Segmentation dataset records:
**********

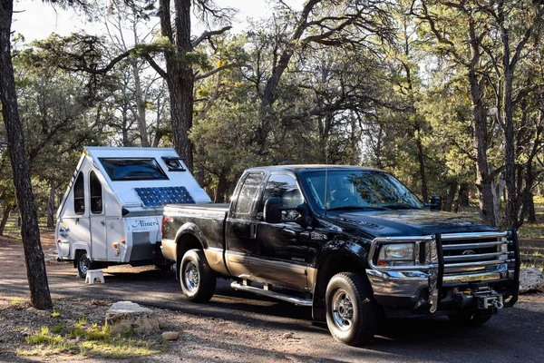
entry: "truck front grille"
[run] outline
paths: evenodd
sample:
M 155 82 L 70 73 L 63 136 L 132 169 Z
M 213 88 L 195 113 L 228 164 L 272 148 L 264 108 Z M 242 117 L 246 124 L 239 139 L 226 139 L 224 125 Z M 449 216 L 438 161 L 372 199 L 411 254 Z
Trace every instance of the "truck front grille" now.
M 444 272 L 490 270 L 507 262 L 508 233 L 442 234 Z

**********

- **Exercise aim**: Reproduce every line of the records above word for word, omitting the pictures.

- **Response to this task**:
entry: "truck front grille"
[run] outline
paths: evenodd
sample:
M 155 82 L 70 73 L 63 136 L 132 169 Z
M 213 88 L 195 113 L 228 164 L 272 148 L 264 108 Z M 242 117 L 246 124 L 239 139 L 226 139 L 224 125 Z M 449 216 L 438 161 L 372 199 L 411 254 Z
Trace every instance of the "truck front grille" now.
M 444 272 L 490 270 L 507 262 L 508 233 L 442 234 Z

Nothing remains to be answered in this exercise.